>>>

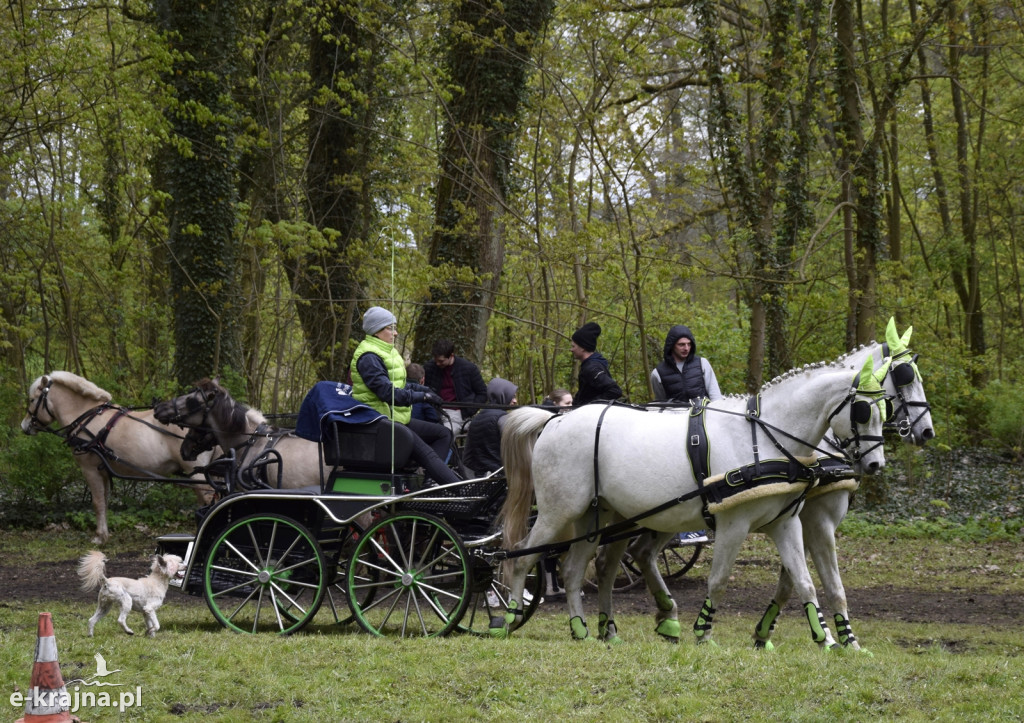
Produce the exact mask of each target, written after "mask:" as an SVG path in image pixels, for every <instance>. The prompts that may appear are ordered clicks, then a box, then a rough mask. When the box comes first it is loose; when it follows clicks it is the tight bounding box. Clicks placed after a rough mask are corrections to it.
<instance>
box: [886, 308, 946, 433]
mask: <svg viewBox="0 0 1024 723" xmlns="http://www.w3.org/2000/svg"><path fill="white" fill-rule="evenodd" d="M912 331H913V327H908V328H907V330H906V331H905V332H904V333H903V335H902V336H900V335H899V334H898V333H897V332H896V320H895V318H893V317H890V318H889V325H888V326H887V327H886V347H885V351H886V352H888V353H889V355H890V356H891V357H892V366H891V367H890V369H889V374H888V375H886V377H885V379H884V380H883V385H884V386H885V388H886V391H887V392H888V393H889V394H890V395H891V396H892V398H893V399H894V400H895V411H894V414H893V417H892V419H891V420H890V421H889V423H888V424H891V425H893V426H895V427H896V429H897V430H898V431H899V435H900V436H901V437H903V438H904V439H907V440H908V441H911V442H913V443H914V444H916V445H918V446H924V444H925V442H927V441H928V440H929V439H932V438H933V437H934V436H935V429H934V428H933V427H932V411H931V410H932V408H931V405H929V403H928V398H927V396H926V395H925V386H924V383H923V381H922V377H921V371H920V370H919V369H918V354H914V353H912V352H911V351H910V349H909V348H908V345H909V343H910V333H911V332H912ZM916 410H921V412H920V413H919V414H916V415H915V416H914V415H913V414H912V413H913V412H914V411H916Z"/></svg>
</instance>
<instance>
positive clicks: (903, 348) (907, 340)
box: [900, 327, 913, 350]
mask: <svg viewBox="0 0 1024 723" xmlns="http://www.w3.org/2000/svg"><path fill="white" fill-rule="evenodd" d="M912 332H913V327H907V328H906V331H905V332H903V337H902V338H901V339H900V343H901V344H903V350H906V349H907V347H909V346H910V334H911V333H912Z"/></svg>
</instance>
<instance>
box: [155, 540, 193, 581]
mask: <svg viewBox="0 0 1024 723" xmlns="http://www.w3.org/2000/svg"><path fill="white" fill-rule="evenodd" d="M195 545H196V536H195V535H191V534H189V533H168V534H167V535H161V536H160V537H159V538H157V554H158V555H168V554H170V555H177V556H178V557H180V558H181V559H182V560H184V563H185V566H184V569H187V568H188V559H189V558H190V557H191V551H193V547H195ZM183 582H184V580H183V579H182V578H174V579H173V580H171V581H169V582H168V585H170V586H171V587H172V588H180V587H181V584H182V583H183Z"/></svg>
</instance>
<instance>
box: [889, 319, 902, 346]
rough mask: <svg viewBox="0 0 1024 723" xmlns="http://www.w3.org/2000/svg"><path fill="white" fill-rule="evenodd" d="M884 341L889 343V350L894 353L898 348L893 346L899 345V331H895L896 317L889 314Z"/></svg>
mask: <svg viewBox="0 0 1024 723" xmlns="http://www.w3.org/2000/svg"><path fill="white" fill-rule="evenodd" d="M886 343H887V344H889V352H890V353H893V354H895V353H896V352H897V351H898V349H896V348H894V347H897V346H899V344H900V339H899V332H897V331H896V317H895V316H890V317H889V324H887V325H886Z"/></svg>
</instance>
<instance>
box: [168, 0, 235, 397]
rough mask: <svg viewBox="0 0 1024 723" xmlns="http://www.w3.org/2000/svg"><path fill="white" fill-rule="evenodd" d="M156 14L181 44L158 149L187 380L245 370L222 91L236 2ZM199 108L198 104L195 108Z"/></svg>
mask: <svg viewBox="0 0 1024 723" xmlns="http://www.w3.org/2000/svg"><path fill="white" fill-rule="evenodd" d="M157 9H158V16H159V19H160V23H161V28H162V30H163V31H164V32H165V33H166V34H167V36H168V38H169V39H170V42H171V44H172V46H173V47H174V48H175V50H177V51H178V52H180V53H181V54H180V56H178V59H176V60H175V62H174V66H173V68H172V70H171V73H170V74H169V75H168V76H167V78H166V82H167V84H168V85H169V86H170V87H171V88H172V89H173V92H174V99H175V101H174V102H173V103H172V104H170V105H169V107H168V110H167V114H168V122H169V123H170V125H171V127H172V129H173V130H172V132H173V141H172V145H171V147H169V148H167V150H166V153H164V154H163V156H162V159H163V161H164V162H165V163H166V164H167V167H166V173H165V177H166V179H167V183H168V192H169V194H170V197H171V200H170V202H169V203H168V205H167V210H168V221H169V224H168V225H169V238H170V248H171V253H172V259H171V285H172V290H173V292H172V293H173V302H174V322H175V325H174V340H175V353H174V371H175V377H176V379H177V380H178V383H179V384H181V385H183V386H186V385H189V384H191V383H194V382H195V381H197V380H198V379H201V378H203V377H208V376H218V375H220V374H221V373H223V372H226V371H233V372H236V373H239V372H241V370H242V354H241V348H240V344H239V338H238V333H239V318H240V312H241V309H240V307H239V305H238V304H237V295H236V292H237V289H236V283H234V273H236V269H237V268H238V261H237V258H236V256H237V250H236V247H237V244H236V239H234V210H236V209H234V206H236V198H237V196H236V186H234V171H236V160H234V142H233V139H234V135H236V127H234V120H233V112H232V110H231V107H230V103H229V98H230V93H231V88H232V83H231V81H232V76H233V73H234V70H236V63H237V58H236V56H234V51H236V43H237V31H238V29H237V8H236V5H234V3H233V2H229V1H222V2H215V3H208V2H199V1H198V0H173V1H166V2H159V3H158V5H157ZM196 108H200V109H204V110H205V112H203V113H197V112H196Z"/></svg>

<<<

Go through the listing and copy each line that includes the string "clicks".

Produce the exact mask of each target, written after "mask:" as an SVG path in image pixels, for every <instance>. The prompts that may appear are ordered clicks, then a box, then a rough mask. When the box comes first it is loose; when it follows clicks it is the tight bounding box. Clicks placed after a rough mask are corrections to it.
positive clicks: (903, 348) (907, 340)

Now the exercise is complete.